>> BEGIN

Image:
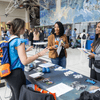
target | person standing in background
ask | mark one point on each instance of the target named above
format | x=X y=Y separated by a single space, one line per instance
x=41 y=36
x=30 y=37
x=68 y=33
x=53 y=42
x=83 y=39
x=73 y=36
x=36 y=36
x=17 y=51
x=94 y=61
x=2 y=33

>> END

● **Exercise task**:
Could you write out these records again with every "person" swapped for "figure" and nothing else changed? Leave the pictures out.

● **Response to this exercise**:
Image:
target | figure standing in background
ask | mark one point on each instance of the target named above
format | x=X y=Y separated by a single space, one line per instance
x=41 y=36
x=30 y=37
x=68 y=33
x=53 y=42
x=83 y=39
x=73 y=36
x=36 y=36
x=17 y=51
x=94 y=61
x=2 y=33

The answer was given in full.